Données à traiter >>
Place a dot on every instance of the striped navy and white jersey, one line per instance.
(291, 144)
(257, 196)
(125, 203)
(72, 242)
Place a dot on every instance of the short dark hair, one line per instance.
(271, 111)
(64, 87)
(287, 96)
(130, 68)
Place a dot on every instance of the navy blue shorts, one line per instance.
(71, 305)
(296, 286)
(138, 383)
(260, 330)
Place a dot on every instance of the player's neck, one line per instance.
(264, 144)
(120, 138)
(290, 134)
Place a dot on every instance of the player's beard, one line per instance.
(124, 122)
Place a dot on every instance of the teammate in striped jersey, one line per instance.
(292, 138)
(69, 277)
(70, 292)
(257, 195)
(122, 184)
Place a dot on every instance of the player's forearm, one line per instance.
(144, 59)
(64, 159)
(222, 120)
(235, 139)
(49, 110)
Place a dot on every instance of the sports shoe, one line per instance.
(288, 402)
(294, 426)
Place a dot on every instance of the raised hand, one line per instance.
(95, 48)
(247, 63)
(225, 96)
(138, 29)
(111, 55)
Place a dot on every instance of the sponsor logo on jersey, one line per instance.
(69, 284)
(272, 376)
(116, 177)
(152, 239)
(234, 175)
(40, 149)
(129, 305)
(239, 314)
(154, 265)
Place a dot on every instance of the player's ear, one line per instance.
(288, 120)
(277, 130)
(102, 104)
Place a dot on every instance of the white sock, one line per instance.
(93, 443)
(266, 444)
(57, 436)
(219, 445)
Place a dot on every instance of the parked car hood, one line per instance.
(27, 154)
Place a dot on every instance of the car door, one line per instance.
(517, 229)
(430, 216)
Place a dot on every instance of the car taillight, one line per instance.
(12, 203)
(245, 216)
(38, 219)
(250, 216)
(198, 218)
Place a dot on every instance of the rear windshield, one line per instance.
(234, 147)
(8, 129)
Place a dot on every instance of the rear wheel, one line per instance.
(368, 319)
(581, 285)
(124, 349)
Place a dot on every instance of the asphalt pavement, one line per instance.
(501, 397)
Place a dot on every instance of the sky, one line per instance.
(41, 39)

Tâche à réaliser >> Reproduisez tel quel le passage des données compris entre la ligne qui contient « Place a dot on every instance of the car taillight, one » et la fin des données, ces deux limites incluses.

Réponse complète >>
Place a dot on every instance of the car taillight, one line per instance.
(12, 203)
(245, 216)
(38, 219)
(250, 216)
(198, 218)
Place a dot on every instance of the rear windshield, one line per instance.
(234, 147)
(8, 129)
Place a dot on every instance of the rear wheel, one line per instance.
(368, 319)
(581, 285)
(124, 349)
Place a dot on every instance of the asphalt pavement, one line per instance.
(501, 397)
Place a dot on every instance of the sky, one line per instance.
(41, 39)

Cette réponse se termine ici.